Write out every line of the listing from its beginning through the line containing "[(202, 405), (196, 552)]", inclusive, reproducing each one word for word. Omit the pictures from your copy.

(Data items)
* Start *
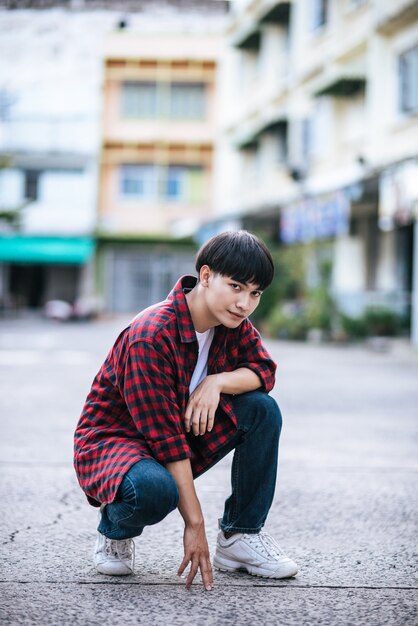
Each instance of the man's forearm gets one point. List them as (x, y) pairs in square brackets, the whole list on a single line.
[(189, 505), (238, 381)]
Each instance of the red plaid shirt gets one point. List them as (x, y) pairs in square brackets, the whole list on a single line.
[(136, 405)]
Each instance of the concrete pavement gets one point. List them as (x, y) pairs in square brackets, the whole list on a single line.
[(345, 506)]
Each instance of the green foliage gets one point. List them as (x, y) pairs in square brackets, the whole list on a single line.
[(288, 322), (321, 307), (382, 322), (288, 282), (353, 328)]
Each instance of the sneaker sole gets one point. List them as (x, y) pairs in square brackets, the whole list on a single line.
[(231, 566)]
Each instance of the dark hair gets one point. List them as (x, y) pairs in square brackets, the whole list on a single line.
[(239, 255)]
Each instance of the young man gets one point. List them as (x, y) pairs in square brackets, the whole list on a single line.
[(184, 384)]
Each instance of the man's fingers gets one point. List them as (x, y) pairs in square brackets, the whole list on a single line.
[(203, 423), (192, 573), (183, 565), (197, 416), (207, 575), (188, 417), (211, 420)]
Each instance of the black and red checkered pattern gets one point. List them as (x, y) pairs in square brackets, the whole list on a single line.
[(138, 399)]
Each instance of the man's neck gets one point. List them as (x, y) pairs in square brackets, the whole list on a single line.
[(201, 318)]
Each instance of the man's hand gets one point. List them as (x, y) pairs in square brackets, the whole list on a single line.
[(202, 405), (196, 552)]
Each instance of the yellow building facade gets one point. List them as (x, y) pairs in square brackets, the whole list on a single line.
[(159, 123)]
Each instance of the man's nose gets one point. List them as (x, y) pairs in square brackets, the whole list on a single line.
[(243, 302)]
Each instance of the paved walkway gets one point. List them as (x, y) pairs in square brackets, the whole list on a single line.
[(345, 507)]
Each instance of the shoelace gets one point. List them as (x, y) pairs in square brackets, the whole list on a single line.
[(122, 548), (266, 544)]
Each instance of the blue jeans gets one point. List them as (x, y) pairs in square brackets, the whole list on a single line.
[(148, 492)]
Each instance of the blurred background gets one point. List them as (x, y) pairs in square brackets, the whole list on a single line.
[(131, 131)]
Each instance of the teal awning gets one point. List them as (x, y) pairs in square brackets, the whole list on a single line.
[(21, 249)]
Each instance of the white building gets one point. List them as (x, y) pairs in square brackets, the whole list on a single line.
[(321, 136)]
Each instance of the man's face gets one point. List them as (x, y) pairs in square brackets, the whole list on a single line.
[(230, 302)]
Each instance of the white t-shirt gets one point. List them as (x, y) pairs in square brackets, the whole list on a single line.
[(201, 369)]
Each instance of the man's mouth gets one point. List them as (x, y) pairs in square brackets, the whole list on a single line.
[(237, 316)]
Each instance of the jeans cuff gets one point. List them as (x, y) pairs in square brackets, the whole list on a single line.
[(233, 529)]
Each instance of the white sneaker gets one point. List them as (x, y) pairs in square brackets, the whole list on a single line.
[(259, 555), (114, 557)]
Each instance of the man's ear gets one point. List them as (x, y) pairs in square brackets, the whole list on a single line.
[(204, 275)]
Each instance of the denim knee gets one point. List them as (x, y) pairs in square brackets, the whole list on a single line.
[(271, 411), (258, 407), (155, 489)]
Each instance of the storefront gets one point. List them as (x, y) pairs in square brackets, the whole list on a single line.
* End *
[Response to this exercise]
Each instance of the man's forearm gets one point. List them as (x, y) pairs in square brackets, the whole list on a single line.
[(189, 505), (238, 381)]
Each instance of the red plaid shirt gets one point. List them as (x, y) pairs in square brackets, the whole list on a single line.
[(136, 405)]
Each instance of the concrete pavement gets one point. List them as (x, y) pairs in square brackets, the whole list on a single line.
[(345, 506)]
Each instance of the green foliage gets one point. List them as (x, y) pairs in square brackets, the whole list on a single line.
[(288, 322), (321, 307), (382, 322), (288, 282), (353, 328)]
Each instance of the sneaker sole gets one point. List them as (x, y) pairs in square brackets, the whole list on a single line.
[(231, 566)]
Each instance of the dark hair gets one point. List them as (x, y) pairs in square brackets, the whole list on a single line.
[(239, 255)]
Each instance of the young man gets one point. List them as (x, y) pairs in square brackets, the whole list on a single line.
[(184, 384)]
Each instance of the man's fingers gets one point. List them as (x, y) pairs in square brackets, the whole list on a single line.
[(203, 423), (192, 573), (183, 565), (197, 416), (207, 575), (188, 417), (211, 420)]
Each instance of the black and red checkered pattern gets one point. List them as (x, y) pairs in square brackets, the whole list on a single line.
[(138, 399)]
Each instance of the man's neck gets one point. List them as (x, y) pairs in square brackets, the whole list on a single line.
[(201, 318)]
Each instance of the man's hand gets one point. List them as (x, y) pairs in square brackets, the whole list on a single line.
[(202, 405), (196, 552)]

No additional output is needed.